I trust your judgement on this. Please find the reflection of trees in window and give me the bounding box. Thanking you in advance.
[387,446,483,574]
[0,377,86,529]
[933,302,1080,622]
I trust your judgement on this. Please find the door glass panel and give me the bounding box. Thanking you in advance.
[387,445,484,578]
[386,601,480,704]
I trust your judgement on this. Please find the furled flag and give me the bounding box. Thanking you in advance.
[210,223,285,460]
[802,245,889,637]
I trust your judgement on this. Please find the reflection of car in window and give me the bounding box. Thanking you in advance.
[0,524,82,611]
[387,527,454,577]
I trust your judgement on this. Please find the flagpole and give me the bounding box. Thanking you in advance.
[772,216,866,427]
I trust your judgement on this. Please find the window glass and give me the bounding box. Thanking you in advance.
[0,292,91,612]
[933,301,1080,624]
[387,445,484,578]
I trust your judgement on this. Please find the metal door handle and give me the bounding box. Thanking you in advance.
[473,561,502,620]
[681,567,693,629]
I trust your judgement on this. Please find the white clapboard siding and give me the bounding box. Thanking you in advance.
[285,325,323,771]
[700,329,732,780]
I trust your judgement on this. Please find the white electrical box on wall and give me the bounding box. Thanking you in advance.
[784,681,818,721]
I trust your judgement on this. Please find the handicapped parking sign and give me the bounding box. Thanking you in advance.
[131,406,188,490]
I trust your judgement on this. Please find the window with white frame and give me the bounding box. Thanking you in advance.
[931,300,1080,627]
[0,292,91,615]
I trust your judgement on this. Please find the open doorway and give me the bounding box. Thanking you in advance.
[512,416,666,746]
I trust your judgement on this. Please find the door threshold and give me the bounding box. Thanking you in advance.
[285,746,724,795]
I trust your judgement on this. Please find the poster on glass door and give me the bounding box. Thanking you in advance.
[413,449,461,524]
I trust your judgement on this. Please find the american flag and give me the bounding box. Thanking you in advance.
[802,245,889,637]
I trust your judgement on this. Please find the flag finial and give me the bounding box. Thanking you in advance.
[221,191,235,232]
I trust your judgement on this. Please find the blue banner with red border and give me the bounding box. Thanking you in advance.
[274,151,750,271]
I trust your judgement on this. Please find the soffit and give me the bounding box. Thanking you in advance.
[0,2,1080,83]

________________

• **PROBLEM DETAILS**
Copy the lines of material starting at the line containing "I trust your judgement on this. Please find the door glass" and ending after the line containing "[387,527,454,577]", switching "furled flag" to "rolled-up flag" and leaving everything else the same.

• **EXERCISE ANSWER**
I trust your judgement on this. Please find the door glass panel and give me the bounding box. Thanking you in advance.
[387,445,484,578]
[386,601,480,704]
I trust your judgement on this. Please find the rolled-up flag and give me the bounding box. Thanking you in advance.
[210,223,285,460]
[802,245,889,637]
I trust your judgement on this. Please find the reflection of car in window and give me the bounding box. Thanking you in advance.
[0,524,82,611]
[387,527,454,577]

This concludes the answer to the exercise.